* Rows
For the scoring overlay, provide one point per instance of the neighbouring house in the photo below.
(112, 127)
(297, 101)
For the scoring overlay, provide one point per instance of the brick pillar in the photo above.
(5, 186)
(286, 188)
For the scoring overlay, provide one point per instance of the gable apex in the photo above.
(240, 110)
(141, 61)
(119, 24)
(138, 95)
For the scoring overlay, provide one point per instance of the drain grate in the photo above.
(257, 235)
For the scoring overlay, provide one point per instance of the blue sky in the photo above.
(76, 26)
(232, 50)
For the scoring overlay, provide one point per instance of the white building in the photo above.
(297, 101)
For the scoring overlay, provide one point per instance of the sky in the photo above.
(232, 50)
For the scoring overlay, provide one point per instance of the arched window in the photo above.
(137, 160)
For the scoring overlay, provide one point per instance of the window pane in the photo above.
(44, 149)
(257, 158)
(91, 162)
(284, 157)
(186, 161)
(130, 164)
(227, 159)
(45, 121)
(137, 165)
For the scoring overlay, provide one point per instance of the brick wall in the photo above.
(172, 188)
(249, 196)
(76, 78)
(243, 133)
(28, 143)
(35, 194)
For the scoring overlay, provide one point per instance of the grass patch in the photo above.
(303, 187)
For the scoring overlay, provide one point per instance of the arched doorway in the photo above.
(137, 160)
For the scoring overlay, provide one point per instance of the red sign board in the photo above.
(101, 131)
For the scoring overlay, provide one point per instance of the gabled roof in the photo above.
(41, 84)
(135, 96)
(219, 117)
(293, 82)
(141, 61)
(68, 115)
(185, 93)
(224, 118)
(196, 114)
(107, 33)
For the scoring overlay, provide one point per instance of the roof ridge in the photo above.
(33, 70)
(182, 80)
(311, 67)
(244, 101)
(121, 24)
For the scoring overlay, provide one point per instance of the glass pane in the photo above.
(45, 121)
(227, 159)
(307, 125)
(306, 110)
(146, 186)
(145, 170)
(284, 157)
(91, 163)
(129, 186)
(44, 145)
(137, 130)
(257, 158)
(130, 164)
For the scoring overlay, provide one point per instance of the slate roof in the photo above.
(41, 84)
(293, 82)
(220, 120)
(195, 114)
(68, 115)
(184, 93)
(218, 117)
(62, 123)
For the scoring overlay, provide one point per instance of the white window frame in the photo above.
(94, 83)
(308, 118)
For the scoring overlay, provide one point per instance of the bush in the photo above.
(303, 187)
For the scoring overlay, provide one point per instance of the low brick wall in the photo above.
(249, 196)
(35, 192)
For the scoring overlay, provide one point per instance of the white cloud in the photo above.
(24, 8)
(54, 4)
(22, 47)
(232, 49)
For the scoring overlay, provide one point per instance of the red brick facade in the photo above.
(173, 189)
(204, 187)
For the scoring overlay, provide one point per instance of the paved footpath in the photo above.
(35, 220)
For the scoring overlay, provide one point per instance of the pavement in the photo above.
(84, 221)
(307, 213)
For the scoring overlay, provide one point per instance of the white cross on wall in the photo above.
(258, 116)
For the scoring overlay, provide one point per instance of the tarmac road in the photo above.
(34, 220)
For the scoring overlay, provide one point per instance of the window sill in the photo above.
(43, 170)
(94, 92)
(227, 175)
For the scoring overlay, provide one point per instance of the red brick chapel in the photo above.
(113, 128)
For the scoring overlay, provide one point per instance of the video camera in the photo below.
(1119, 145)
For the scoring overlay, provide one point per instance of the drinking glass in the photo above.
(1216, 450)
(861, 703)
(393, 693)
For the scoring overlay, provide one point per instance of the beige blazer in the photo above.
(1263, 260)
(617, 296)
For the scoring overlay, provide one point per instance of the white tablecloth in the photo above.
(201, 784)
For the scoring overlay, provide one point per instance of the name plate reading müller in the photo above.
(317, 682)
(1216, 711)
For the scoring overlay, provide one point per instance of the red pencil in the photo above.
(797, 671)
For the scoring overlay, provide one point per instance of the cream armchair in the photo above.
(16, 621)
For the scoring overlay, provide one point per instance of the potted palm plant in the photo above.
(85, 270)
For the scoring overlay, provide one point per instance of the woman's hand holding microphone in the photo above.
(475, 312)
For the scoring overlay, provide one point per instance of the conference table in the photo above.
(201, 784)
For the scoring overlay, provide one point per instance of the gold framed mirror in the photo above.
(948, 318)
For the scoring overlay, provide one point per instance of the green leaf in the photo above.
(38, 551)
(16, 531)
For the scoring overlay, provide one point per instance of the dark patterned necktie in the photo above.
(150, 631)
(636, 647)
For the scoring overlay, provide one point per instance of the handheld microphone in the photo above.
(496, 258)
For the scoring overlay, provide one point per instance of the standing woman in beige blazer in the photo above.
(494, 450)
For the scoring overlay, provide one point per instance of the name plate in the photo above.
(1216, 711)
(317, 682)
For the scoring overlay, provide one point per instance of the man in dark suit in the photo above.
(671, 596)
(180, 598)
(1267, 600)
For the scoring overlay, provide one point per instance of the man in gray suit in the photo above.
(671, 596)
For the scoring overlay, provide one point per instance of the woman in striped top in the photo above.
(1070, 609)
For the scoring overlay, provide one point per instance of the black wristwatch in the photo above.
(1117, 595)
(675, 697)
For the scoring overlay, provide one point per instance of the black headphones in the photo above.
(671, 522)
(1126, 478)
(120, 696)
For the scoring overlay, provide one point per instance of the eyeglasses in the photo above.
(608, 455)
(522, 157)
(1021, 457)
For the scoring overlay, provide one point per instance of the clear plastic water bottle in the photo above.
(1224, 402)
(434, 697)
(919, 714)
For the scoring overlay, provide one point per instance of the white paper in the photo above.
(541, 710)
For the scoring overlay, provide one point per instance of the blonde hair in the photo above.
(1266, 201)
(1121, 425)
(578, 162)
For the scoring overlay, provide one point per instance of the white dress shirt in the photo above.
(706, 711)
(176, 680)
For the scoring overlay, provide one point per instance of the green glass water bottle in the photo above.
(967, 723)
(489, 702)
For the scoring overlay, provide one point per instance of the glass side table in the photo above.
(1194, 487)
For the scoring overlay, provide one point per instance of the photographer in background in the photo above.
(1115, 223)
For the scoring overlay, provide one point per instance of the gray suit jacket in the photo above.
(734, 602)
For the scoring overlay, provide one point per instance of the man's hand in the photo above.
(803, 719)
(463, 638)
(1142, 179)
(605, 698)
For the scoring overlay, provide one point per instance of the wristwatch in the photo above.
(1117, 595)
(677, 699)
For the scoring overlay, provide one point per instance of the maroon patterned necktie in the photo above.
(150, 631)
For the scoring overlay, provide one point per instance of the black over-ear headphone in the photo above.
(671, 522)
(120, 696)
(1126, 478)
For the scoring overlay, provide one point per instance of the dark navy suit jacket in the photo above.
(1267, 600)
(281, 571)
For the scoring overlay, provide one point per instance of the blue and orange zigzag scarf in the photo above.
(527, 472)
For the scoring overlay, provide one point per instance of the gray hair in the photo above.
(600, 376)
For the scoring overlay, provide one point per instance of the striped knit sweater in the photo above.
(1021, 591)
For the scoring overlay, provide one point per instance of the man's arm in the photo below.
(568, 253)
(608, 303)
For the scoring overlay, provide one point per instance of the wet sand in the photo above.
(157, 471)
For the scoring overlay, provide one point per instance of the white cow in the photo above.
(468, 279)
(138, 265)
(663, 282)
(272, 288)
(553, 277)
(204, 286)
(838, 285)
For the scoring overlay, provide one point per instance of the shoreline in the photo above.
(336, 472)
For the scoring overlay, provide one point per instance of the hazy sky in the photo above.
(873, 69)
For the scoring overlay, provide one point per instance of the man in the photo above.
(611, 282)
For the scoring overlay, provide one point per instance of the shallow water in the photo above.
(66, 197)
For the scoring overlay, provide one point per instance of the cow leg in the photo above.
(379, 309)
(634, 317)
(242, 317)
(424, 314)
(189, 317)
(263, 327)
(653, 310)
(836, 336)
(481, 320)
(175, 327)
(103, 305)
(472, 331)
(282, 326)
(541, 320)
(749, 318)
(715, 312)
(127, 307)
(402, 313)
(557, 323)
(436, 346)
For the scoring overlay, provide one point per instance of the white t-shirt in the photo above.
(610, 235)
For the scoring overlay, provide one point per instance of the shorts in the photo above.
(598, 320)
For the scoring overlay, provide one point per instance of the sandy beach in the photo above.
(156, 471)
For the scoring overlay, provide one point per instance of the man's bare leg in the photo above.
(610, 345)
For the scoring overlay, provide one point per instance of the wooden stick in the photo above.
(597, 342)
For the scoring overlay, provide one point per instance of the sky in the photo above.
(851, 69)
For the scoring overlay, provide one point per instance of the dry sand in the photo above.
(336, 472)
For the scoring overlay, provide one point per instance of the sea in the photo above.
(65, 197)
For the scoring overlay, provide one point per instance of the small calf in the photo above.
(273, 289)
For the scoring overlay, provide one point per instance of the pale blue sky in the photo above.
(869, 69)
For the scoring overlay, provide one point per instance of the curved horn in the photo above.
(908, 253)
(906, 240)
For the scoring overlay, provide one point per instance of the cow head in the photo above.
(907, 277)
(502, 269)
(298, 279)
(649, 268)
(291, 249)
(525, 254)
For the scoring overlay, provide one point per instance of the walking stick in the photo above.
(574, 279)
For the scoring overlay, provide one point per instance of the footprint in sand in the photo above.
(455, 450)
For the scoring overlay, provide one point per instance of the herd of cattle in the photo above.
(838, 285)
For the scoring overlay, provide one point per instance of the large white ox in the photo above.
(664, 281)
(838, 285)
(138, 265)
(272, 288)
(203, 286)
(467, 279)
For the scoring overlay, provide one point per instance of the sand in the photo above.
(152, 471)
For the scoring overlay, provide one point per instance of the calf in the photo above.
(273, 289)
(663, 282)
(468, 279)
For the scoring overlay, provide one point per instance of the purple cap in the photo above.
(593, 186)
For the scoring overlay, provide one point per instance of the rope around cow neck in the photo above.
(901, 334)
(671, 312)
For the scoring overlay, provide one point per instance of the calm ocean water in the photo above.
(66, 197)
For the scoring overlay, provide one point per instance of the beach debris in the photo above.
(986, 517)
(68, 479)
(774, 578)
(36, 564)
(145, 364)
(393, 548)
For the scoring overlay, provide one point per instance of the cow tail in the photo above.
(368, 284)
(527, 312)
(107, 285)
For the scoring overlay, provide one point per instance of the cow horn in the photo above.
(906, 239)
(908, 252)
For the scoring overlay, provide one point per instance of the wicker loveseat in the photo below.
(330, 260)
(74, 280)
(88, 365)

* Written problem
Reproduce the rows verbatim, starting at the line that contains "board in the photo above." and ending after the line that contains "(1119, 145)".

* Correct result
For the scoring overlay, provide one point per instance of the red sign board in the photo above.
(101, 131)
For the scoring overlay, provide one point per instance of the gabled roof in the photo above.
(41, 84)
(135, 96)
(219, 117)
(293, 82)
(141, 61)
(68, 115)
(185, 93)
(224, 118)
(196, 114)
(107, 33)
For the scoring overlay, provide one point per instance of the roof ridge in the photo above.
(33, 70)
(182, 80)
(311, 67)
(244, 101)
(121, 24)
For the scoring overlay, provide one point per instance of the glass pane in the photo above.
(45, 121)
(227, 159)
(307, 125)
(306, 110)
(146, 186)
(145, 170)
(284, 157)
(91, 163)
(129, 186)
(44, 145)
(137, 130)
(257, 158)
(130, 164)
For the scoring overlay, provide one point per instance of the slate roof in the photo above.
(41, 84)
(293, 82)
(220, 120)
(195, 114)
(68, 115)
(184, 93)
(218, 117)
(62, 123)
For the scoring overlay, provide one point per instance of the white window frame in the photo above.
(94, 83)
(308, 118)
For the scoring overlay, provide one point per instance of the bush in the photo above.
(303, 187)
For the scoring overlay, provide one point per instance of the low brick wall in the photo above.
(249, 196)
(35, 192)
For the scoring overlay, provide one point per instance of the white cloud in the photo above.
(24, 8)
(54, 4)
(22, 47)
(232, 49)
For the scoring overlay, provide one point per instance of the red brick facade in the photo above.
(173, 189)
(204, 187)
For the scoring overlay, provide one point per instance of the paved footpath in the photo above.
(35, 220)
For the scoring overlay, provide one point per instance of the pavement in the photo above.
(84, 221)
(307, 213)
For the scoring overlay, provide one point per instance of the white cross on wall in the photo above.
(258, 116)
For the scoring overlay, provide one point per instance of the tarmac road in the photo above.
(34, 220)
For the scoring overlay, provide one point per instance of the window sill in the photo above.
(43, 170)
(94, 92)
(227, 175)
For the scoring overlay, provide one point per instance of the red brick chapel in the photo above.
(113, 128)
For the scoring overlay, provide one point per instance of the video camera in the photo below.
(1119, 145)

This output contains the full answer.